**Work task:** Repeat all of the data exactly. Leave nothing out.

**Source material:**
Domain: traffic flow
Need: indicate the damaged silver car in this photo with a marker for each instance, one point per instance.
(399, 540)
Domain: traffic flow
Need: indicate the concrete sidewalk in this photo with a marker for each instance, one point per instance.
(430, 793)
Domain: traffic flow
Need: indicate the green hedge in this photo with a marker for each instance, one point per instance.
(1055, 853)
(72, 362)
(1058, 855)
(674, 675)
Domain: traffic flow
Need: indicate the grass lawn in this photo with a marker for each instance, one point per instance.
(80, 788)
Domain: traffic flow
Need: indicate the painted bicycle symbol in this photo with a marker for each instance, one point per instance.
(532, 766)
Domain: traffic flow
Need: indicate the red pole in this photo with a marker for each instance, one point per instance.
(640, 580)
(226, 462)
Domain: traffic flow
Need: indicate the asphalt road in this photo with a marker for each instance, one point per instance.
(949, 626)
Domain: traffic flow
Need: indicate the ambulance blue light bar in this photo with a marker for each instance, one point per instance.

**Written answer:**
Domain: traffic flow
Need: indicate the damaged silver car in this photo with a marker for each instance, one point per instance.
(399, 540)
Domain: traffic flow
Need: indicate the concrete sidewalk in this photo with a marker for each instance, one point per instance.
(430, 793)
Domain: traffic flow
Need: indicate the green hedge in this photo with a marker for each instance, one point per instance.
(1055, 853)
(72, 362)
(1058, 855)
(674, 675)
Domain: traffic flow
Need: indicate the grass lawn in this photo with a marker for each instance, one point per instance.
(80, 788)
Domain: traffic flow
Need: indicate the painted bicycle symbol in this photo with a marker for each instance, one point per instance.
(532, 766)
Domain: traffic flow
Need: indicate the red pole in this photo with a marker for each instance, one point per instance.
(640, 580)
(226, 462)
Domain: traffic flow
Need: indicate the asphalt road in this photo with a marker for each instance, one point per instance.
(949, 626)
Domain: traffic flow
Need: indicate the ambulance blue light bar in this photo with a marker for each instance, one point per instance.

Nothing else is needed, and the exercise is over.